Fifth, several windows of “technology opportunity” for ADBMS are closing. For example, if your great idea for a new ADBMS company involves a columnar approach, you might be too late to the party. If your “innovation” hinges on massive parallelism, compression, in-memory caching/cubing schemes, super-fast intra-nodal fabrics, hybrid MPP/SMP, hybrid row-column storage (PAX-like), or yet another SQL chip accelerator or super-duper FPGA, you might have missed the boat (on the other hand, if you figured out how to do analytics on compressed encrypted data, then you might be on to something).

I believe the top new-breeders did all the technical legwork in the past 4-5 years. It took Mike Stonebraker long enough, but Vertica pretty much put columnar on the map. And most of that engineering is now mature enough (and well proven) to warrant acquisition interest from the big boys. Initially, the big guys took a “wait and see” attitude (remember, OLTP butters their bread anyway, not analytical OLAP) but now, having seen results and traction on others’ dime, I think they’re ready to pony up some cash (classic buy vs. build decision) to absorb the bits and pieces suiting their marketing strategies. By doing so, the good ole boys re-invent themselves and say “hey look, we have columnar technology as well now!” (How Sybase didn’t corner this market with IQ is beyond me, especially having read Seth Grime’s excellent paper about it).

Better yet, by integrating new technologies into existing code bases, the big dogs can say “hey, we have the best of both worlds for OLTP and OLAP” (Oracle’s latest Exadata comes to mind). And perhaps “look, we have SMP on the processing side and MPP in storage layer”, or vice-versa, thereby returning to the old “one-size-fits-all” GP-RDBMS paradigm so criticized by Stonebraker (but so convenient for the corporate user).

____________

# Tasks to complete
1 > Repeat the passage on analytic database vendors word for word, from "Better yet, by" up to and including "the corporate user).".
2 > Translate this sentence from the passage on analytic database vendors into Spanish: "I believe the top new-breeders did all the technical legwork in the past 4-5 years."

____________

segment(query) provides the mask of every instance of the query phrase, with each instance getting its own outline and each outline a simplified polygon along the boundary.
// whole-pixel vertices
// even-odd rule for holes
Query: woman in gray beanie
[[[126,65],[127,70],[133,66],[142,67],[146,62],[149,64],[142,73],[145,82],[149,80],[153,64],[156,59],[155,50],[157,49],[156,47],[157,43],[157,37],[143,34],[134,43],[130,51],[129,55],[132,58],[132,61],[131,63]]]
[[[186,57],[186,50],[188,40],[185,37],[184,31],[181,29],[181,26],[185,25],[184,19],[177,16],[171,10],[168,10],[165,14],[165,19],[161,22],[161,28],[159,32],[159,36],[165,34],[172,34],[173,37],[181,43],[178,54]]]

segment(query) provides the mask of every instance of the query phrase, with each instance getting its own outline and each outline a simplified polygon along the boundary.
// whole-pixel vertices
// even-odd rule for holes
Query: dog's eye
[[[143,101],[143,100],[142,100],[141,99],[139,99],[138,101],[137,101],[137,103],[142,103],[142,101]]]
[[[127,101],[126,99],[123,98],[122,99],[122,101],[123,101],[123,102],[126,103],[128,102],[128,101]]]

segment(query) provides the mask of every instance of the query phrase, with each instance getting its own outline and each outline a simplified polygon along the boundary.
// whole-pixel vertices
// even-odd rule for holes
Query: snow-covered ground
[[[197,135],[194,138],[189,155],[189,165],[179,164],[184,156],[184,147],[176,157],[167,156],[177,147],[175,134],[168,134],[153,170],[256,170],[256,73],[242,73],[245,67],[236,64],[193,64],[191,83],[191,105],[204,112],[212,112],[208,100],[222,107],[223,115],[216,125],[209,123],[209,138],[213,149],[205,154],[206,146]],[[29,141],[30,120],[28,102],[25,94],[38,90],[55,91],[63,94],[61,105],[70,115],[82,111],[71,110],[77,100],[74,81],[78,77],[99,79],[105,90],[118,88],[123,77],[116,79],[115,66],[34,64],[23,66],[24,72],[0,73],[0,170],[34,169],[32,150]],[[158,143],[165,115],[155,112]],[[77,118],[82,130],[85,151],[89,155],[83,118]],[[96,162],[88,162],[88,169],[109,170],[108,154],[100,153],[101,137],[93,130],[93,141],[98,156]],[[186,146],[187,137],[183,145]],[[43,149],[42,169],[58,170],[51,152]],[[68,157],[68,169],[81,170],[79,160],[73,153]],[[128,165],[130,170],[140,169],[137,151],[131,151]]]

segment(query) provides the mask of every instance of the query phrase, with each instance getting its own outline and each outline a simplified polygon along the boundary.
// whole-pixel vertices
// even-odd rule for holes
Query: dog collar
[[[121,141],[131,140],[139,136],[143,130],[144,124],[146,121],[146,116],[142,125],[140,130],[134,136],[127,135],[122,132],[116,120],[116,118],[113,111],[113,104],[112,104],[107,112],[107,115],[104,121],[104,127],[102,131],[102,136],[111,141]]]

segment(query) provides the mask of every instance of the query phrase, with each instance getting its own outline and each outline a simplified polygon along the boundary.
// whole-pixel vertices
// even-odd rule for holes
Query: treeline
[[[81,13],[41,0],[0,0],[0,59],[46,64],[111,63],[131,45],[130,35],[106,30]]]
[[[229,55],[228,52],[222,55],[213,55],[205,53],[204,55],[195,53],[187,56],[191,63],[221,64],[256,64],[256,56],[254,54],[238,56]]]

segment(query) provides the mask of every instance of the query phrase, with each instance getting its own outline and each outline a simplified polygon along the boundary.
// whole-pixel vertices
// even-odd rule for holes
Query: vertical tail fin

____________

# Answers by task
1 >
Better yet, by integrating new technologies into existing code bases, the big dogs can say “hey, we have the best of both worlds for OLTP and OLAP” (Oracle’s latest Exadata comes to mind). And perhaps “look, we have SMP on the processing side and MPP in storage layer”, or vice-versa, thereby returning to the old “one-size-fits-all” GP-RDBMS paradigm so criticized by Stonebraker (but so convenient for the corporate user).

2 > Creo que los principales exponentes de la nueva generación hicieron todo el trabajo técnico preliminar en los últimos 4-5 años.